TASK DIRECTIONS:
Reproduce the stretch of the HMS Cambrian text from "- Propulsion: Triple" through "mph) (forced draught)".

STUDY TEXT:
>>>>>

General characteristics
- Class & type: Astraea-class cruiser
- Displacement: 4,360 tons
- Length: 320 ft (98 m) (p/p)
- Beam: 49.5 ft (15.1 m)
- Draught: 21 ft 6 in (6.55 m)
- Propulsion: Triple expansion engines Two shafts 7,500 ihp
- Speed: 18 knots (33 km/h; 21 mph) (natural draught) 19.5 knots (36.1 km/h; 22.4 mph) (forced draught)
- Range: Carried 1000 tons coal (max)
- Complement: 318
- Armament: 2 × QF 6-inch (152.4 mm) guns ; 8 × QF 4.7 in (120 mm) guns ; 1 × 76 mm (3.0 in) gun ; 2 × 6-pounder guns ; 1 × 3-pounder gun ; 4 × machine guns ; 3 × 18 inch (450 mm) torpedo tubes;
- Armour: Conning tower: 3–6 in (76–152 mm) ; Deck: 2 in (51 mm) ; Engine hatch: 5 in (130 mm);

= HMS Cambrian (1893) =

Astraea-class cruiser

HMS Cambrian was a second-class protected cruiser, of the Royal Navy, built at the Pembroke Dockyard and launched on 30 January 1893. She was the last flagship of the Australia Station.

Prince Louis of Battenberg, later First Sea Lord, captained Cambrian in the Mediterranean Fleet from October 1894 to May 1897. In March 1901 she was commissioned at HMNB Devonport by Captain Frederick Sidney Pelham, with a crew of 345, to become senior officer's ship on the South East Coast of America Station. From May 1901 she was commanded by Commodore Robert Leonard Groome, when Captain Pelham had transferred to a different vessel. Captain Frank Finnis was appointed Commodore, 2nd class in command of the South East American Station based on the Cambrian in June 1902, and arrived to take up the command the following month. By the middle of August, Commander Edward Stafford Fitzherbert was in command of the ship, when she visited Montevideo and Santos, Brazil. She continued to Bahia and Rio de Janeiro the following months, and visited the Falkland Islands in early 1903.

<<<<<

Image point grounding data:
>>>>>

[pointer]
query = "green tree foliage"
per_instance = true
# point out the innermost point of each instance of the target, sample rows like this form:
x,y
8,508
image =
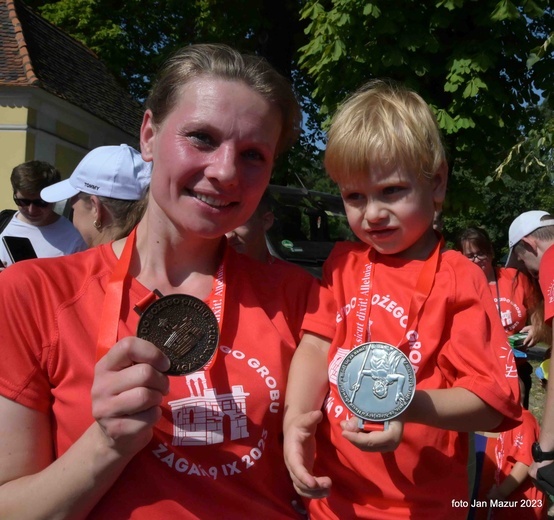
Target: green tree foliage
x,y
485,66
467,58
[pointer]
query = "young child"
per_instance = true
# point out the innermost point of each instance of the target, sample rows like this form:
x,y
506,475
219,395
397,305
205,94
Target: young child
x,y
514,489
398,287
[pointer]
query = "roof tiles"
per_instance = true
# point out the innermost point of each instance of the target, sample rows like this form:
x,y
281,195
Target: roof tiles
x,y
34,52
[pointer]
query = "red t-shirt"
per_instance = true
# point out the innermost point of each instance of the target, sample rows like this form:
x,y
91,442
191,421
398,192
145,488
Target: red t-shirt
x,y
516,296
515,446
457,342
217,451
546,280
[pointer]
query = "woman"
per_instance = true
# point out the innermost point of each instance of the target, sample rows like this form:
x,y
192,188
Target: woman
x,y
513,293
119,438
107,193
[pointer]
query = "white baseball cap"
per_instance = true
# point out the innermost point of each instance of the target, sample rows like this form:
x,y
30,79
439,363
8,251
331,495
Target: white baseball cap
x,y
117,172
525,224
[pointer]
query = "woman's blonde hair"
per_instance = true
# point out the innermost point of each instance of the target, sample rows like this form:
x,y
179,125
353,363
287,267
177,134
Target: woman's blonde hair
x,y
383,126
224,62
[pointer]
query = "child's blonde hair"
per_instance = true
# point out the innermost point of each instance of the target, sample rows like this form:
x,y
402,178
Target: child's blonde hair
x,y
383,126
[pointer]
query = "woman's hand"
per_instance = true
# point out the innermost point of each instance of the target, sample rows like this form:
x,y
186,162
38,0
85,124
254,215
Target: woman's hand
x,y
377,440
299,450
128,389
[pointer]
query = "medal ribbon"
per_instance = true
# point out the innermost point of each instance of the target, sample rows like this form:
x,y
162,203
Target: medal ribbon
x,y
111,308
422,290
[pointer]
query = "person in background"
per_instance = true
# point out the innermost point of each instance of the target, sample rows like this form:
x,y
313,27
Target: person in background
x,y
531,242
50,234
396,290
249,239
513,294
92,425
107,192
512,481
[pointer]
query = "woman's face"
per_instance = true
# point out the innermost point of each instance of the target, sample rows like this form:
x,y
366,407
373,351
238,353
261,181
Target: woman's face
x,y
212,156
481,258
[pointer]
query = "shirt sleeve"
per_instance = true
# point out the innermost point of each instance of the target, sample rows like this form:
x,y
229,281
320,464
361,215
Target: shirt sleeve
x,y
477,355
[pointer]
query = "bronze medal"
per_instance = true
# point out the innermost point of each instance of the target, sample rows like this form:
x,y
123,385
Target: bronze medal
x,y
184,328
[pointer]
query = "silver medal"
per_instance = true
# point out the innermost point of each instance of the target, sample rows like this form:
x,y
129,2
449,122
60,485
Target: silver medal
x,y
376,382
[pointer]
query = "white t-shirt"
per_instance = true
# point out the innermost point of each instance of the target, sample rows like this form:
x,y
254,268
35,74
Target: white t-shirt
x,y
56,239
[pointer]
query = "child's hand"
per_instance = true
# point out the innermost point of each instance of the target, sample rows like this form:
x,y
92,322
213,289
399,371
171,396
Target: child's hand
x,y
299,448
386,440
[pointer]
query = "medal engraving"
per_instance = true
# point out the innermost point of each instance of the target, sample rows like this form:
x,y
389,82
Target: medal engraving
x,y
376,381
184,328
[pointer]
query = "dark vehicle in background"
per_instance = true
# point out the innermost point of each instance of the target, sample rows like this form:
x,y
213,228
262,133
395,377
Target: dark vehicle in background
x,y
307,225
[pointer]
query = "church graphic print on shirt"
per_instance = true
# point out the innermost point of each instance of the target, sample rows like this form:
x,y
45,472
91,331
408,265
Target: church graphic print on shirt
x,y
207,418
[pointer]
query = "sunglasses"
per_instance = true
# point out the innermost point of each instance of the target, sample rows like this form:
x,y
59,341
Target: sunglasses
x,y
476,256
39,203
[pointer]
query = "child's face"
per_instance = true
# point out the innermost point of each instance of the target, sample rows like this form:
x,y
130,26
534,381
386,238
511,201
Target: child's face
x,y
393,211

<<<<<

THE COMPLETED TASK:
- Propulsion: Triple expansion engines Two shafts 7,500 ihp
- Speed: 18 knots (33 km/h; 21 mph) (natural draught) 19.5 knots (36.1 km/h; 22.4 mph) (forced draught)